[DATASET EXTRACT Boundary: Start]

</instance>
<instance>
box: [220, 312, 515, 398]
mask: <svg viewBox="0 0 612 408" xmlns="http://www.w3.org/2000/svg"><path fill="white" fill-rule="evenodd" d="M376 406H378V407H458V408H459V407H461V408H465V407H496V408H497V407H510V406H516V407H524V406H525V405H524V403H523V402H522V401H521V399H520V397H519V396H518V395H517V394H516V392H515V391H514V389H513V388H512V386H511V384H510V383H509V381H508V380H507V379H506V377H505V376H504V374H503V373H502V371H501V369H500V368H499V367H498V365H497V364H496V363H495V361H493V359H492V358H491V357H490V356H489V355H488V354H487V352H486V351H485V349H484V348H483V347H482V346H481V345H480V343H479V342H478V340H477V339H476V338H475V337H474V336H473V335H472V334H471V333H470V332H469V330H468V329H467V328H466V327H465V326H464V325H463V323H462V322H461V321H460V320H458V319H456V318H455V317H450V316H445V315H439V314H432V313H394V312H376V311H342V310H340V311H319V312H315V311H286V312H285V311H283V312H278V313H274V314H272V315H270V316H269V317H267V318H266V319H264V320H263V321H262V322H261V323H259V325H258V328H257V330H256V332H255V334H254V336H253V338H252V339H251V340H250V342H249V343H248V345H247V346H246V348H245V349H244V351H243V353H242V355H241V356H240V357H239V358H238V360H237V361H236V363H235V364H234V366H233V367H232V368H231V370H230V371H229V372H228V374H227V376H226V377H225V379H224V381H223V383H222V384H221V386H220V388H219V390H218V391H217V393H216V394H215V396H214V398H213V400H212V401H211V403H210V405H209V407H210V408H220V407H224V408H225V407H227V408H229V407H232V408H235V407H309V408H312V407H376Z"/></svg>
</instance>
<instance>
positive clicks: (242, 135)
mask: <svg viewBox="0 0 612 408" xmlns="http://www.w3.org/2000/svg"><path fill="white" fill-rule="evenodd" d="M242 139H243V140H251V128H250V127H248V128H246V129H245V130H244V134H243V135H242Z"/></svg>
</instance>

[DATASET EXTRACT Boundary: End]
[DATASET EXTRACT Boundary: Start]

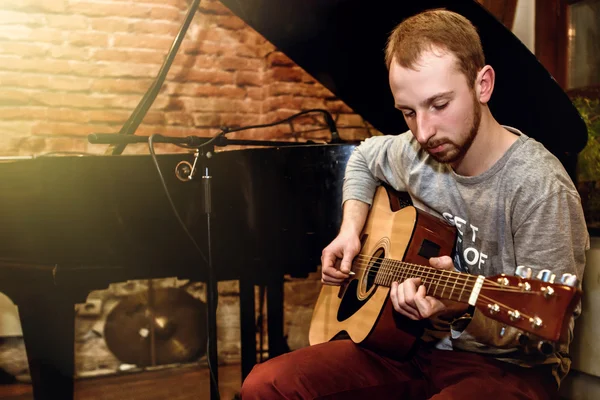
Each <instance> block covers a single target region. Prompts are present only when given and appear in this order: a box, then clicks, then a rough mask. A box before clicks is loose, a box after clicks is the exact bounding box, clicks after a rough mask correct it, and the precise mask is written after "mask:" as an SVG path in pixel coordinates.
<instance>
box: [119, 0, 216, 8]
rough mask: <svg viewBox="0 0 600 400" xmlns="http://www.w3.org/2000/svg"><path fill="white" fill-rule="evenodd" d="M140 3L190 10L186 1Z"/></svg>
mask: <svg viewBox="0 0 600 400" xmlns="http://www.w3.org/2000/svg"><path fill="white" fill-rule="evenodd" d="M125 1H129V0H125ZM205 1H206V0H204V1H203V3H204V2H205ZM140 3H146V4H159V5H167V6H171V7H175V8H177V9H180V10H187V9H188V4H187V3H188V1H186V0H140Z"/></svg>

[DATASET EXTRACT Boundary: End]

YOUR INSTRUCTIONS: Pull out each line of the material above that contains the string "clicks", treating uppercase and lowercase as distinct.

REPLY:
positive clicks: (242, 135)
Each <instance> block covers a single target region. Prompts are present only when given and appear in this order: a box, then clicks, then a rough mask. A box before clicks is loose, a box after clicks is the exact bounding box, clicks after a rough mask correct it, and the precise mask is written after "mask:" as an SVG path in pixel coordinates.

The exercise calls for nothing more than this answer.